Stored records:
————
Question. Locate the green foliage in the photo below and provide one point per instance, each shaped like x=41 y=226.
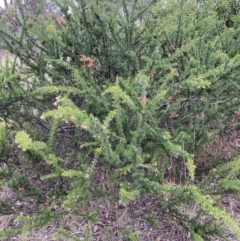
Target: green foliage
x=138 y=84
x=4 y=141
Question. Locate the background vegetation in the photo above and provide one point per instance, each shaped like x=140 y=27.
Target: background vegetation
x=116 y=100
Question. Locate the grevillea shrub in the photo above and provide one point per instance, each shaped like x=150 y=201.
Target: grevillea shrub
x=140 y=83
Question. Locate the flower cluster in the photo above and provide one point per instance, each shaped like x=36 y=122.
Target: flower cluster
x=87 y=60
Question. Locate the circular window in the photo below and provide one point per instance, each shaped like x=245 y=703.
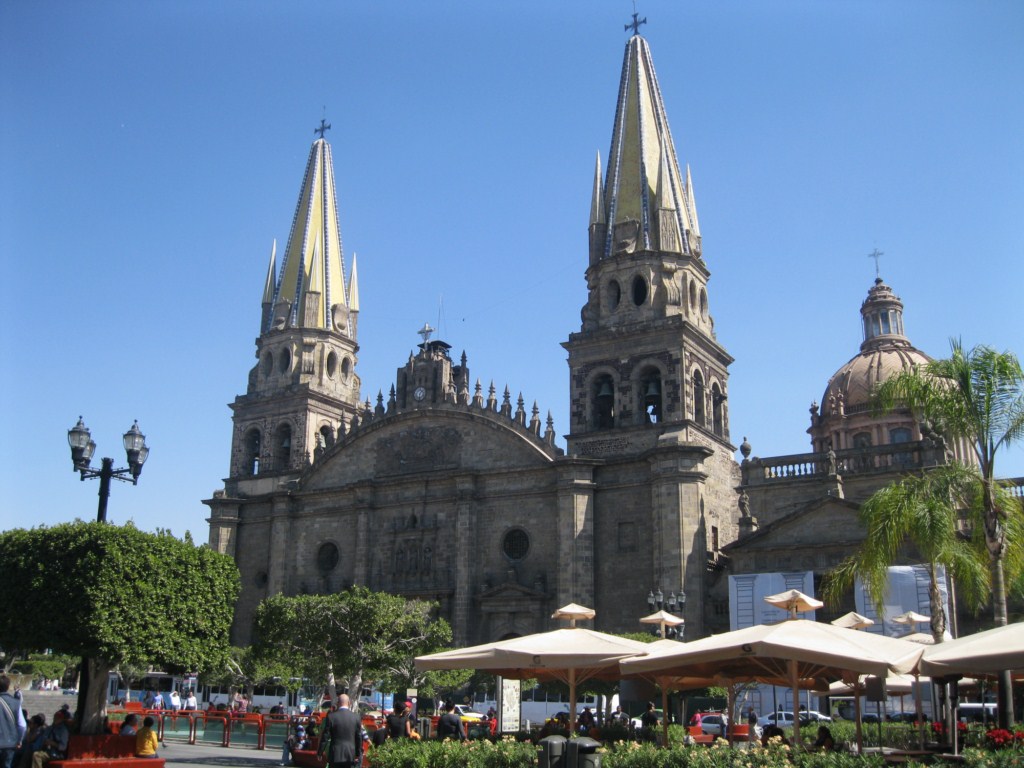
————
Could you format every line of the records above as a Markdown table with the columns Row and Line, numbering the rows, skipping blank lines and leaving out the pictures?

| Row | Line |
|---|---|
| 1 | Question. Locate the green foliage in the photo below and provide one point per instance, each shaped like x=41 y=226. |
| 2 | Target: green foliage |
| 3 | x=138 y=84 |
| 4 | x=4 y=141 |
| 5 | Question. Locate the background vegetation in the photo above and provide one point per instance, each shaped like x=140 y=27. |
| 6 | Target: background vegetation |
| 7 | x=116 y=100 |
| 8 | Question. Locate the grevillea shrub in the photo above and provide one point per instance, each shaped like x=150 y=201. |
| 9 | Target: grevillea shrub |
| 10 | x=140 y=83 |
| 11 | Question. Locate the flower cluster in the photo above and provide one point per instance, each shaped like x=36 y=122. |
| 12 | Target: flower cluster |
| 13 | x=87 y=60 |
| 14 | Question. Locate the circular window in the photo below and provide one point per instance, each shaped like x=245 y=703. |